───── Selection ─────

No Place for Disgrace is the second album by American thrash metal band Flotsam and Jetsam, released in 1988. This marked the band's first album release through a major label, Elektra Records, and was also their first album with the bass guitarist Troy Gregory, who had replaced Jason Newsted when the latter left the band in 1986 to join Metallica. Despite not playing on the album, three songs on it were co-written by Newsted.

Overview
No Place for Disgrace is thematically much darker than Doomsday for the Deceiver, and while some of the band's subsequent albums have a more political edge, the lyrical content of the album was similar to its predecessor, focusing on themes centered around history and literature, as well as Satanism and the occult. No Place for Disgrace also received some notice for its cover of an Elton John song, "Saturday Night's Alright for Fighting", and upon its release charted on Billboard at 143.

───── Listed entries ─────

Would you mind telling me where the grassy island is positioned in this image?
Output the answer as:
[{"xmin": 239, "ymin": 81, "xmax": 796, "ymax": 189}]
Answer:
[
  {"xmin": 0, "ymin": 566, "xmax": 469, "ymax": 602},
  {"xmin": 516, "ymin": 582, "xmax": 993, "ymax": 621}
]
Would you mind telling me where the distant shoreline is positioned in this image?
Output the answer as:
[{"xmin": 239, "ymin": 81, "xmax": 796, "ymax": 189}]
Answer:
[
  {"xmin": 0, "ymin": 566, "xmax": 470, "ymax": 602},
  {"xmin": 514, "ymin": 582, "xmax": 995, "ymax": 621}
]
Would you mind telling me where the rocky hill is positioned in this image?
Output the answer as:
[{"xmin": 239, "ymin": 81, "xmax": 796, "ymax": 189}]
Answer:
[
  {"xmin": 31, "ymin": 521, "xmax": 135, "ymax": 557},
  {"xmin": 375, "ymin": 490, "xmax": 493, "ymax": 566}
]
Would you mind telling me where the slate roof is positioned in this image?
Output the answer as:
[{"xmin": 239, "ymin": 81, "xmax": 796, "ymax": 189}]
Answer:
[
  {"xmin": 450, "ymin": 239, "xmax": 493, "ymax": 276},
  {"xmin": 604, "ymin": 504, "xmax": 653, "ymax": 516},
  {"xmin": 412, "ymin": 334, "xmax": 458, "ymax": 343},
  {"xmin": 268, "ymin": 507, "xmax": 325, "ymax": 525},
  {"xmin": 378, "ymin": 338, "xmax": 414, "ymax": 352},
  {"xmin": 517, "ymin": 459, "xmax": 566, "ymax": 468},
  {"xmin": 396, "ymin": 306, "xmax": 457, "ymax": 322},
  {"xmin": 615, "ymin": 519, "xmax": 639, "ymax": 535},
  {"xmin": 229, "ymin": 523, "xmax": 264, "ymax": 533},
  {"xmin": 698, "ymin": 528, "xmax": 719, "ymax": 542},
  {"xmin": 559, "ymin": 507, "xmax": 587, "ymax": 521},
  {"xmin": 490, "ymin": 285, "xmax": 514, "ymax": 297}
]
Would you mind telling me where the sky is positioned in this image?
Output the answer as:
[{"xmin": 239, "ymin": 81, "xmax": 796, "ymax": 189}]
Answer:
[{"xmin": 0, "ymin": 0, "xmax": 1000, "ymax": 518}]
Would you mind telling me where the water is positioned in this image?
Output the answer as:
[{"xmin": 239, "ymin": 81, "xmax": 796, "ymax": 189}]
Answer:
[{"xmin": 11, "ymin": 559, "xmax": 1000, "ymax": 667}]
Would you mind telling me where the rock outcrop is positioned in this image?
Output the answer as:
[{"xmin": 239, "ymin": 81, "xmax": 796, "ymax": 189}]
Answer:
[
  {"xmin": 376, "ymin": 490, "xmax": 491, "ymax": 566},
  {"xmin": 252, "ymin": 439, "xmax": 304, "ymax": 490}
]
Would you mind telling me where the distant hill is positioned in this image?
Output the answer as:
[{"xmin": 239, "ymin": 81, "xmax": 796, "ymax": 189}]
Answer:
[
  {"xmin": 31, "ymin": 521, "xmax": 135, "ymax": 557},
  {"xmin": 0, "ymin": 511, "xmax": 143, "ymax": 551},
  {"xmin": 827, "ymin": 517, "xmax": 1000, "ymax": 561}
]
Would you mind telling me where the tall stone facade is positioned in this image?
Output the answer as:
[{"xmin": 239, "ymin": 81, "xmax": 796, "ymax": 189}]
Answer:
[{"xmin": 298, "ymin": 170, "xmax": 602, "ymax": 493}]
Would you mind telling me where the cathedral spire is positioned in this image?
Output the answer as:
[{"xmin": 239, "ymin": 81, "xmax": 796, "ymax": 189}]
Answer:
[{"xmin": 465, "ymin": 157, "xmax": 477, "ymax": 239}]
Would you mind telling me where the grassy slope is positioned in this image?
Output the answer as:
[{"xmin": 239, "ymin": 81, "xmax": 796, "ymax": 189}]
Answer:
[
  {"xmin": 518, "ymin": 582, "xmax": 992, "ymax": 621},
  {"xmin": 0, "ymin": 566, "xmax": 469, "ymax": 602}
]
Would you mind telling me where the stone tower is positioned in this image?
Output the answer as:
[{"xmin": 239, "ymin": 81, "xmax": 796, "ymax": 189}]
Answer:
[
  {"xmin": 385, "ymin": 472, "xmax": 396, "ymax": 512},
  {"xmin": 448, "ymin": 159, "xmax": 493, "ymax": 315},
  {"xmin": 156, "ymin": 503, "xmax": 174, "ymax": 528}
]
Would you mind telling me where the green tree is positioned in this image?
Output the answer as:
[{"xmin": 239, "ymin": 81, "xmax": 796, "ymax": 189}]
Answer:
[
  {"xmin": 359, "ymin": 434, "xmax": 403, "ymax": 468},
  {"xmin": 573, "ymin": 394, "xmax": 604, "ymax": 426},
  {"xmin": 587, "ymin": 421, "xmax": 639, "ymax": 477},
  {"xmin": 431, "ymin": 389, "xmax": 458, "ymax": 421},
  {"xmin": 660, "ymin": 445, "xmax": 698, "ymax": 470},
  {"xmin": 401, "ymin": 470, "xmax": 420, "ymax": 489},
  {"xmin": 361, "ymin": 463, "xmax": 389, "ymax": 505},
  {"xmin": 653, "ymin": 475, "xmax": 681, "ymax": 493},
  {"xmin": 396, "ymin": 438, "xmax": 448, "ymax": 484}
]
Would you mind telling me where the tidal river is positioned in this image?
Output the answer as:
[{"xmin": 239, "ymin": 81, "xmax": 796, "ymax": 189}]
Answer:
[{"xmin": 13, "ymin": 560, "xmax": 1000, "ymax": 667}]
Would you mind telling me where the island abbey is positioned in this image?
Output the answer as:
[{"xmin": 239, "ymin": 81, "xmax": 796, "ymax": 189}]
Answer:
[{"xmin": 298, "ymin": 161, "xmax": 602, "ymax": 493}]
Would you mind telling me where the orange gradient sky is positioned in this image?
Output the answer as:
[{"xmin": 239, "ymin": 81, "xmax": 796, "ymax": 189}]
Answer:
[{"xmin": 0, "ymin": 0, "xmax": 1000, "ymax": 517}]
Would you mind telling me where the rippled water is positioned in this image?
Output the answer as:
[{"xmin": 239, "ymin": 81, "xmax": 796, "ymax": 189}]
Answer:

─────

▶ **Task statement**
Can you restate the passage on the Flotsam and Jetsam album from "No Place for Disgrace is the second" up to and including "co-written by Newsted.", swapping "thrash metal" for "heavy metal"?

▶ **Answer below**
No Place for Disgrace is the second album by American heavy metal band Flotsam and Jetsam, released in 1988. This marked the band's first album release through a major label, Elektra Records, and was also their first album with the bass guitarist Troy Gregory, who had replaced Jason Newsted when the latter left the band in 1986 to join Metallica. Despite not playing on the album, three songs on it were co-written by Newsted.